Rewrite the records below, replacing "one marker per instance" with "a single point for each instance" throughout and leaving everything else as it is. Omit the pictures from your output.

*-*-*

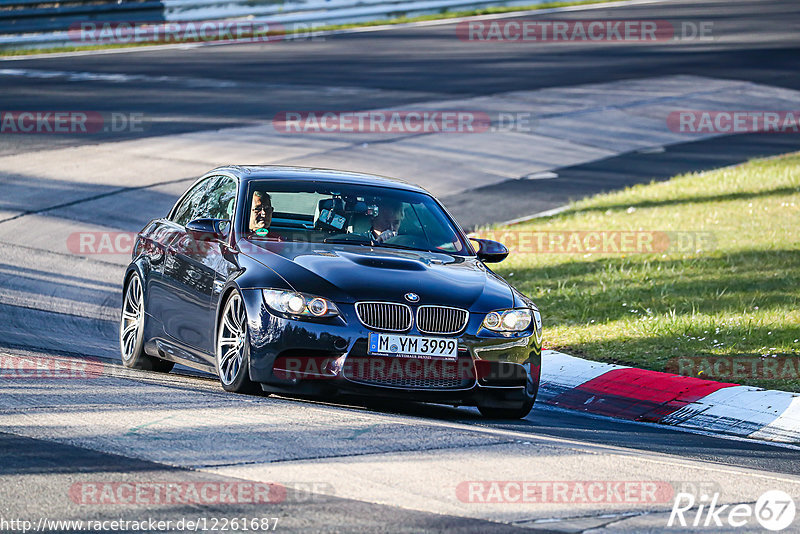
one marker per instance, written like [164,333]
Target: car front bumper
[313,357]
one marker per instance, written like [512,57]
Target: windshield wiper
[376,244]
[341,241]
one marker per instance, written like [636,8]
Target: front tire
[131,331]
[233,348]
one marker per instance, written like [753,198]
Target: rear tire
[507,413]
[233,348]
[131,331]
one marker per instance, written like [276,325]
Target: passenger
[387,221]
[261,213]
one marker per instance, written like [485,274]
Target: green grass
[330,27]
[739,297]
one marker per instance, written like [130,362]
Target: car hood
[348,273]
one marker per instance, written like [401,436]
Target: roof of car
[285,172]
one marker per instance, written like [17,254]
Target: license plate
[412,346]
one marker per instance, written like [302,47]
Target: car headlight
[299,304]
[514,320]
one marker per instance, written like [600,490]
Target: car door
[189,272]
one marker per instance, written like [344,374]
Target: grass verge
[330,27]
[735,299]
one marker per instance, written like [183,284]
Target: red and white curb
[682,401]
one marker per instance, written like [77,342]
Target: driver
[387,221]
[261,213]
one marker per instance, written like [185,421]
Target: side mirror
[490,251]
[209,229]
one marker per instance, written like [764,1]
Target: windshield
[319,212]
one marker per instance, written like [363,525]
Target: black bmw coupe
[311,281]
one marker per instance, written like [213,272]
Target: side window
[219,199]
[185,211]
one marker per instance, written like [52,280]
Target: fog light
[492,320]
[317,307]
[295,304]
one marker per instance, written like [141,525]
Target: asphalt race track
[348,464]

*-*-*

### [Result of this exercise]
a single point for each instance, written like [164,333]
Target: car front bumper
[313,357]
a single point for each instance, written like [512,57]
Target: windshield wiper
[376,244]
[341,241]
a single point for each instance, written like [636,8]
Target: front tire
[131,331]
[233,348]
a single point for each instance, written like [753,198]
Target: rear tire
[507,413]
[233,348]
[131,331]
a single point for each instance, written like [276,325]
Target: passenger
[387,221]
[261,213]
a single point for each instance, written like [485,274]
Target: green grass
[330,27]
[739,297]
a single point for each instance, written like [130,362]
Target: car hood
[348,273]
a single point for each instance, written like [401,436]
Target: roof of car
[285,172]
a single point for each instance, written like [17,254]
Target: license plate
[412,346]
a single point for each instance, written like [302,47]
Target: car headlight
[299,304]
[514,320]
a single point for each instance, written like [600,490]
Target: car door
[189,272]
a single point for each instance, written like [344,374]
Target: grass verge
[330,27]
[735,299]
a single point for each instance, written like [183,284]
Target: red and white curb
[682,401]
a single point for each instance, written like [77,342]
Target: driver
[387,221]
[261,213]
a single point for each instance, written like [185,421]
Target: side mirror
[490,251]
[209,229]
a single point for each instance, written like [764,1]
Target: windshield
[319,212]
a single point for each instance, written like [363,525]
Target: black bmw coupe
[311,281]
a single point for each instance, written like [213,272]
Target: side window
[219,199]
[185,211]
a single point for each instance, written like [52,280]
Target: fog light
[492,320]
[317,307]
[295,304]
a single point for each instance, written like [141,525]
Target: asphalt race track
[348,464]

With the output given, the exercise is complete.